BEGIN Information shown

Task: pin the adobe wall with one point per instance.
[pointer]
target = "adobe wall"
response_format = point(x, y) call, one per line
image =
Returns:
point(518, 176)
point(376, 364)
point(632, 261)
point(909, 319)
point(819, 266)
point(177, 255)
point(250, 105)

END Information shown

▶ Exercise goal:
Set down the material above again word for word, keeping every line in the same order.

▶ Task response:
Task: pin the adobe wall with one point per instance.
[pointer]
target = "adobe wall"
response_format = point(x, y) call, one per line
image =
Returns:
point(518, 176)
point(376, 364)
point(632, 261)
point(909, 319)
point(819, 266)
point(177, 255)
point(250, 105)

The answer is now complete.